→ 工作任务
(A) 在下面介绍 XmlTextReader 与 XmlTextWriter 的文本中，调用 WriteStartDocument 写入 XML declaration 在顺序上有什么要求？
(B) 请从下面这段介绍 XmlTextReader 与 XmlTextWriter 用法的文本的结尾处往下续写。

→ 文本片段

StringReader str = new StringReader(data);
XmlTextReader reader = new XmlTextReader(str);
reader.WhitespaceHandling=WhitespaceHandling.None;

reader.MoveToContent();
MessageBox.Show("Content of Root: " + reader.ReadString());
  • ReadChars方法有三个参数,分别是目标地址,拷贝偏移,要拷贝的字符数,返回实际读取的字符数;本方法只能工作在Element Node,不能工作于TextNode,这个方法主要用于分块读取一个Element中大量的数据;
  • ReadInnerXml和ReadOuterXml读取一个element内所有的内容,使用string返回,ReaderOuterXml返回当前Node的start tag, content, 和end tag, ReadInnerXml只返回content;这两个方法可以工作在Element Node和Attribute上;
ELEMENT XML    POSITIONED ON    ReadInnerXml    ReadOuterXml
<author>    <author>    <fn>Ronnie</fn>    <author>
<fn>Ronnie</fn>         <ln>Yates</ln>    <fn>Ronnie</fn>
<ln>Yates<ln>              </ln>Yates</ln>
</author>              </author>

ELEMENT XML    POSITIONED ON    ReadInnerXml    ReadOuterXml
<auth fn="Ronnie"/>    fn    Ronnie    fn="Ronnie"

  • XmlTextReader还支持Skip方法和Depth属性
  • XmlTextWriter是单向的生成XML流的方法,同样也不支持DTD;
XmlTextWriter writer = new XmlTextWriter("output.xml", Encoding.UTF8);
  • XmlTextWriter的Namespace属性指示是否支持Namespace,缺省是支持;修改这个属性必须在任何写操作之前完成(WriteState必须是WriteState.Start)
XmlTextWriter writer = new XmlTextWriter("namespaces.xml");
writer.Namespaces = true;

writer.WriteElementString("po",
                          "test",
                          "http://www.fake.com");
Output
<po:test xmlns:po="http://www.fake.com" />
  • 在开始写入XML数据前,你必须设置XmlTextWriter的输出格式,这通过Formatting属性完成,可以设置成Formatting.Indented或Formatting.None;可以通过IndentChar和Indention属性来设置缩进字符和缩进量;这些设置可以在任何时候进行,对后续的写入操作生效;
  • XmlTextWriter使用WriteStartDocument来写入XML declaration,这必须是构造函数之后的第一个写入操作;
XmlTextWriter writer =
  new XmlTextWriter("startdoc.xml", Encoding.UTF8);
writer.Formatting = Formatting.Indented;

writer.WriteStartDocument(true);
writer.WriteElementString("root", null);
writer.WriteEndDocument();
writer.Close();
Output
<?xml version="1.0" encoding="utf-8" standalone="yes"?>
<root />
  • XmlTextReader提供WriteStartElement和WriteEndElement方法来逐步写入Element;WriteElementString用于一次性写入只含有text的element
XmlTextWriter writer =
  new XmlTextWriter("startelem.xml", Encoding.UTF8);
writer.Formatting = Formatting.Indented;

writer.WriteStartDocument();
// Make a true empty element
writer.WriteStartElement("root");
writer.WriteEndElement();
// Make an empty element with start and end tags, <root></root>
// writer.WriteStartElement("Empty");
// writer.WriteFullEndElement();

writer.Close();
Output
<?xml version="1.0" encoding="utf-8"?>
<root />
    另一个例子
XmlTextWriter writer =
  new XmlTextWriter("elementstring.xml", Encoding.UTF8);
writer.Formatting = Formatting.Indented;

writer.WriteStartElement("StockQuote", "http://fakequote.com");
writer.WriteElementString
  ("Symbol", "http://fakequote.com", "MSFT");

writer.WriteElementString("Value",
                          "http://fakequote.com",
                          XmlConvert.ToString(123.32));
writer.WriteEndElement();
writer.Close();
Output
<StockQuote xmlns="http://fakequote.com">
  <Symbol>MSFT</Symbol>
  <Value>123.32</Value>
</StockQuote>
  • XmlTextWriter使用WriteStartAttribute和WriteEndAttribute方法来逐步写入Attribute;也支持WriteAttributeString来一次性写入;
public static void Main()

→ 材料
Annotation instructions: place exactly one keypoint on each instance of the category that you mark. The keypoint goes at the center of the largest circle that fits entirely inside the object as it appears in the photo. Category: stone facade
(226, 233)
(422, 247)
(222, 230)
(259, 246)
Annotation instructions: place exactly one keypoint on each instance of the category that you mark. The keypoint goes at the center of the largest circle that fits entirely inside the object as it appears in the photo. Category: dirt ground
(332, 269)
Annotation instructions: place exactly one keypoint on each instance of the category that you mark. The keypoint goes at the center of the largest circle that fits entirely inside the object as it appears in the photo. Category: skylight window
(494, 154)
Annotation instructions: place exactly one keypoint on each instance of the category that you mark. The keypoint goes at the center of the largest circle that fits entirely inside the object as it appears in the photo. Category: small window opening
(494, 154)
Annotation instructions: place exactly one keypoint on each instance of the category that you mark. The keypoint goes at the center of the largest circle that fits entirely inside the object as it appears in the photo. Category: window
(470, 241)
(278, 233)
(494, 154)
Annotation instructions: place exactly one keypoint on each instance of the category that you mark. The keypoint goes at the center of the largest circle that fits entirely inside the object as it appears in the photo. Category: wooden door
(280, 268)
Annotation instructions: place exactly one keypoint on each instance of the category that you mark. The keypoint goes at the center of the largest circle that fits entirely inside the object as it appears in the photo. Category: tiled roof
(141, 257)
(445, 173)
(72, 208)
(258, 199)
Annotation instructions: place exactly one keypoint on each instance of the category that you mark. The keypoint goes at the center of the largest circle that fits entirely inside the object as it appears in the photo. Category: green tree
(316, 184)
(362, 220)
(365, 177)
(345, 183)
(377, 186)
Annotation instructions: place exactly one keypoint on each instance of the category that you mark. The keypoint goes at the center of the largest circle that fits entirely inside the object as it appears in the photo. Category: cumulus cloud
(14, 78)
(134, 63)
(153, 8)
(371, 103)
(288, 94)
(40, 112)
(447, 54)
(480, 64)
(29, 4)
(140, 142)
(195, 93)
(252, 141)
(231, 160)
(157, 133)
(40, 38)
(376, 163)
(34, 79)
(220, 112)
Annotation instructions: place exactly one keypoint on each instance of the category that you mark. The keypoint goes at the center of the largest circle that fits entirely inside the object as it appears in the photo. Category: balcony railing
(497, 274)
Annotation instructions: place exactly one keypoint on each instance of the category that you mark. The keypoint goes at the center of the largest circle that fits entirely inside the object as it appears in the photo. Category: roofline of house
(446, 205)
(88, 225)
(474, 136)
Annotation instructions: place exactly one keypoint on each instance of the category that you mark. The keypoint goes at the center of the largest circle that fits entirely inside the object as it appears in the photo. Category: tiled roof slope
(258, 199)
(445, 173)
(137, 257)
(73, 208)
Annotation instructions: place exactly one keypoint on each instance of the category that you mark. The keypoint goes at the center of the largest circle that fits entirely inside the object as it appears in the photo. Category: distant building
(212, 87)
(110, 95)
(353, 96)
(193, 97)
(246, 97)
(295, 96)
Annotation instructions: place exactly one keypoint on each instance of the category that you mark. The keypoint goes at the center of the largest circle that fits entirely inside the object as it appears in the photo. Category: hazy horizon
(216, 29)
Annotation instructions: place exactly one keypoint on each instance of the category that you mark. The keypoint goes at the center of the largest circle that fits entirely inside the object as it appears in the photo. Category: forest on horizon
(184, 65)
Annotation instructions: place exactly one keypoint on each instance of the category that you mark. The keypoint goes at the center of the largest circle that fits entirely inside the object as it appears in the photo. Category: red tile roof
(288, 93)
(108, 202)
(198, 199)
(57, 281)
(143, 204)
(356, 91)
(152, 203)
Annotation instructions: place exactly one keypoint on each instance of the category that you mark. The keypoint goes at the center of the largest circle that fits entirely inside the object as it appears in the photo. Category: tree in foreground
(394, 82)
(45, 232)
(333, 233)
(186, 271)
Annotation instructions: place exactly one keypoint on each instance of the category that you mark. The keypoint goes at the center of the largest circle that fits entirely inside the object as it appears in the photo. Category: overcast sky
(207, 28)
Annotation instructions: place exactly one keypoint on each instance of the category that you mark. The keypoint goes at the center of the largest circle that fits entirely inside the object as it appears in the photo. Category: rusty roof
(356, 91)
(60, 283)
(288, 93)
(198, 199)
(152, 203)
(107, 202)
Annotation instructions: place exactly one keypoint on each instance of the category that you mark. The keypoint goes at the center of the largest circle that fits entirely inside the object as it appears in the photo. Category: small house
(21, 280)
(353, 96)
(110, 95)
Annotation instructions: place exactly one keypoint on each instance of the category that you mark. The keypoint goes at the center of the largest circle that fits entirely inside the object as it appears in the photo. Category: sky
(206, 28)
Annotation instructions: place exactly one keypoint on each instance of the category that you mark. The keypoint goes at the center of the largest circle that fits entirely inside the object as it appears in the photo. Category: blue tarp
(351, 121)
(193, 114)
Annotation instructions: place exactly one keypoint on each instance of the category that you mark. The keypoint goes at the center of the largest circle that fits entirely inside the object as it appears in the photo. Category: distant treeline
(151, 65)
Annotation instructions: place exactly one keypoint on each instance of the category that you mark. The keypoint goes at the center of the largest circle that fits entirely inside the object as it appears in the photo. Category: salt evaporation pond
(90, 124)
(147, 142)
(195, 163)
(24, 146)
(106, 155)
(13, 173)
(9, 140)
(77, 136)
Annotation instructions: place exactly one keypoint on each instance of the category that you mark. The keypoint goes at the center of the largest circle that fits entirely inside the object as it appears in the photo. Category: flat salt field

...

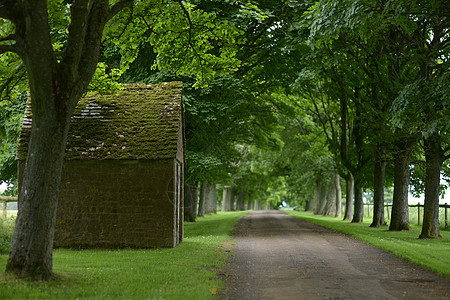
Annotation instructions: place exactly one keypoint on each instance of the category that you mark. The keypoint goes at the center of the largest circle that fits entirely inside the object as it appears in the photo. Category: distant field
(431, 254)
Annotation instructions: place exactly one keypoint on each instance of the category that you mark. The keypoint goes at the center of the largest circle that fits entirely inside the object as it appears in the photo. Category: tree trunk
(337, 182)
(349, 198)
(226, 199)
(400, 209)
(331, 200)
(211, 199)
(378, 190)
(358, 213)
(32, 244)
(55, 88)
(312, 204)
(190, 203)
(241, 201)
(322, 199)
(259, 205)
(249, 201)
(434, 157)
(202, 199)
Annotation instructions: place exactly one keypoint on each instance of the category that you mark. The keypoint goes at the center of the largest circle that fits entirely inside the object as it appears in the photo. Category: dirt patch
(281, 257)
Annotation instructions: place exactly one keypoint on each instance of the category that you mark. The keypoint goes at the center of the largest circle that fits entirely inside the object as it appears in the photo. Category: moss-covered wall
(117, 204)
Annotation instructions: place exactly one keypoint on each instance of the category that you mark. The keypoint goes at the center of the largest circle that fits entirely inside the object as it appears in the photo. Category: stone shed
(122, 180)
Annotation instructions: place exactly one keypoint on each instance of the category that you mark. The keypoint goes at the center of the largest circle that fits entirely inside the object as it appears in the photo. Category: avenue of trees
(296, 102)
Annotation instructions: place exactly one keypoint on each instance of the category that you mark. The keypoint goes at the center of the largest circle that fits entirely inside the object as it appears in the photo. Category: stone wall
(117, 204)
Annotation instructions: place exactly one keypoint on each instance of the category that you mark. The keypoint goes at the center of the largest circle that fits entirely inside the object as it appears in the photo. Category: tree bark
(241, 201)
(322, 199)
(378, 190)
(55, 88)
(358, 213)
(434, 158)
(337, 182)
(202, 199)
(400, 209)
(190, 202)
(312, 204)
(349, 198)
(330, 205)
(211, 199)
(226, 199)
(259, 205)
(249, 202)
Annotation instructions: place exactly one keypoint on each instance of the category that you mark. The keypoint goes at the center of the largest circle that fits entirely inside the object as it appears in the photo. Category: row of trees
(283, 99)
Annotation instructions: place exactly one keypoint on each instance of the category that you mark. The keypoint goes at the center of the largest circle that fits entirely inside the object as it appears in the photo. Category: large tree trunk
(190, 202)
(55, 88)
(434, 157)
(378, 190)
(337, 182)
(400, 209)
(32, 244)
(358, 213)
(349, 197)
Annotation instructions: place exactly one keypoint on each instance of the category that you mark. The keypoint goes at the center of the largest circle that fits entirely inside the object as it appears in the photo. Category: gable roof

--

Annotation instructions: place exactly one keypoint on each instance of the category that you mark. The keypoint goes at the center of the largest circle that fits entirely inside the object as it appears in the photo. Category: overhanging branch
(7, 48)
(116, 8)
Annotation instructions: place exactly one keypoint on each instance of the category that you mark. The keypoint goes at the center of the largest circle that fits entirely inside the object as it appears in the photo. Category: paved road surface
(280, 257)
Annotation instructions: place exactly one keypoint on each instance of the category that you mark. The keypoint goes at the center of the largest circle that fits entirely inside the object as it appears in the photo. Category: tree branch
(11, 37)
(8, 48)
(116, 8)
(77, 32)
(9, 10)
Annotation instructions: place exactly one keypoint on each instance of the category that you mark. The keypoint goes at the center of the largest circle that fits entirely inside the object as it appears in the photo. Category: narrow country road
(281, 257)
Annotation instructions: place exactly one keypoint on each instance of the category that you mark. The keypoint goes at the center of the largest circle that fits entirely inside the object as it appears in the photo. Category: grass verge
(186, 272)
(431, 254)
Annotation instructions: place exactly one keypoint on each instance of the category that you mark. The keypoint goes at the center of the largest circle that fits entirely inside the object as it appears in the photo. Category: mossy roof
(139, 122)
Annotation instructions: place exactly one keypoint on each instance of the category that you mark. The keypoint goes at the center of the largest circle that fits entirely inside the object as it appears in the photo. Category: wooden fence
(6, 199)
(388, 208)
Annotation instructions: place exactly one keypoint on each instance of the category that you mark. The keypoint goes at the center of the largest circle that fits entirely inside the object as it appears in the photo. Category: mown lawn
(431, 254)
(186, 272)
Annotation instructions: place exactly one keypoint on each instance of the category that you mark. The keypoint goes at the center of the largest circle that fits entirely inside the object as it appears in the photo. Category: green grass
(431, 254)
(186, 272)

→ 答案列表
(A) 它必须是构造函数之后的第一个写入操作。

(B)
{
  XmlTextWriter writer =
    new XmlTextWriter("startatt.xml", Encoding.UTF8);
  writer.Formatting = Formatting.Indented;

  writer.WriteStartElement("root");
  writer.WriteStartAttribute("po", "att1", "http://bogus");
  writer.WriteString("value");
  writer.WriteEndAttribute();
  writer.WriteEndElement();
  writer.Close();
}
Output
<root po:att1="value" xmlns:po="http://bogus" />
    另一个例子
public static void Main()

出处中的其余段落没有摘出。